Victor Davis Hanson‘s latest column for National Review Online examines the decline and fall of “hope and change.”

Obama ran on his iconic status as the would-be first black president. For the most part, he hid his spread-the-wealth agenda. A plumber did better than establishment journalists at prying out a smidgen of Obama’s worldview. The media helped reduce Obama’s Chicago friends such as Bill Ayers, the Rev. Jeremiah Wright, and Tony Rezko to complete strangers. To evoke them was tantamount to racism.

The result was a full-fledged liberal presidential agenda of a sort not seen since the New Deal. Harry Truman and John F. Kennedy were more centrists and realists than progressive true believers. In other words, since the 1940s voters have not trusted the left wing of the Democratic party to run the country. And for good reason. Barack Obama’s signature achievements — rammed through a Democratic Congress or enacted by questionable executive orders — now lie in ruins.

A therapeutic foreign policy, adorned by apologies for and contextualization of past American conduct, has turned the Middle East into Somalia and empowered Vladimir Putin, the Chinese apparat, and soon-to-be nuclear Iran. The defense budget will reach record lows, as money still shifts from military deterrence to more social programs and entitlements.

Old allies either are ignored or put under suspicion, while new ones such as Turkey seem to resent the U.S. more deeply the more that they are courted. After Obama, the American idea of a red line, step-over line, or deadline will be comic. The war against terror has been reduced to a war against unnamed individuals who sometimes commit workplace violence or cause manmade disasters. In Obama Farm, waterboarding three confessed terrorists at Guantanamo Bay is a crime against humanity; blowing up 3,000 suspected terrorists and anyone nearby through Predator drone assassinations is the stuff of presidential joking at Washington banquets.

At home, a natural recovery after a deep recession was aborted by massive government borrowing that was wasted on abetting crony capitalists and shoring up collapsing union and pension funds. Before he is through, Obama may well have borrowed more than all previous presidents combined. In the surreal context of the present, slashing defense and raising taxes to reduce trillion-dollar-deficits to half-trillion-dollar deficits — still higher than any other before Obama — are dubbed fiscal progress.
= = = = = = =
In the column on Obama's record, can you repeat the part that opens with the words containing "The result was" and closes with "programs and entitlements.", swapping "New Deal" for "Great Society"?

[Spatial localization data]
= = = = = = =
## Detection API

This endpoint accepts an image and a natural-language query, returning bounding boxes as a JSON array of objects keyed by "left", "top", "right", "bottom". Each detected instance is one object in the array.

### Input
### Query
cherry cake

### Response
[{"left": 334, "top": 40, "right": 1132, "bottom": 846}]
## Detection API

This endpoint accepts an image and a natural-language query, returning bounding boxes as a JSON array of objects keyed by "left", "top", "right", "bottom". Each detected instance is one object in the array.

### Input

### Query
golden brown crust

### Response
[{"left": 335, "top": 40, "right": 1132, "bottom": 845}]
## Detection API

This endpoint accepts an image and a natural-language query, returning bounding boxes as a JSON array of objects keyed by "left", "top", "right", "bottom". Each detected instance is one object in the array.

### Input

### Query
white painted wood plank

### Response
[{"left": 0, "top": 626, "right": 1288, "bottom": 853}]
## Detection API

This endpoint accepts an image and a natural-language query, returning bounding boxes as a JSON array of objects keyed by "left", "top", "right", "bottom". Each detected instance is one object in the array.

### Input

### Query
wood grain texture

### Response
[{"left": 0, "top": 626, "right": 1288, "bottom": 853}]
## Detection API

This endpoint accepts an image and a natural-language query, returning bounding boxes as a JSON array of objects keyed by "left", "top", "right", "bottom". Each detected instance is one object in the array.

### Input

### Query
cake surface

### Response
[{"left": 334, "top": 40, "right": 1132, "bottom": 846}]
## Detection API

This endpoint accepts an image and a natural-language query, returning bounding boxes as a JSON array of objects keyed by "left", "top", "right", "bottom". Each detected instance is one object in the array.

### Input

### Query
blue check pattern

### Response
= = = = = = =
= Solution to this problem =
The result was a full-fledged liberal presidential agenda of a sort not seen since the Great Society. Harry Truman and John F. Kennedy were more centrists and realists than progressive true believers. In other words, since the 1940s voters have not trusted the left wing of the Democratic party to run the country. And for good reason. Barack Obama’s signature achievements — rammed through a Democratic Congress or enacted by questionable executive orders — now lie in ruins.

A therapeutic foreign policy, adorned by apologies for and contextualization of past American conduct, has turned the Middle East into Somalia and empowered Vladimir Putin, the Chinese apparat, and soon-to-be nuclear Iran. The defense budget will reach record lows, as money still shifts from military deterrence to more social programs and entitlements.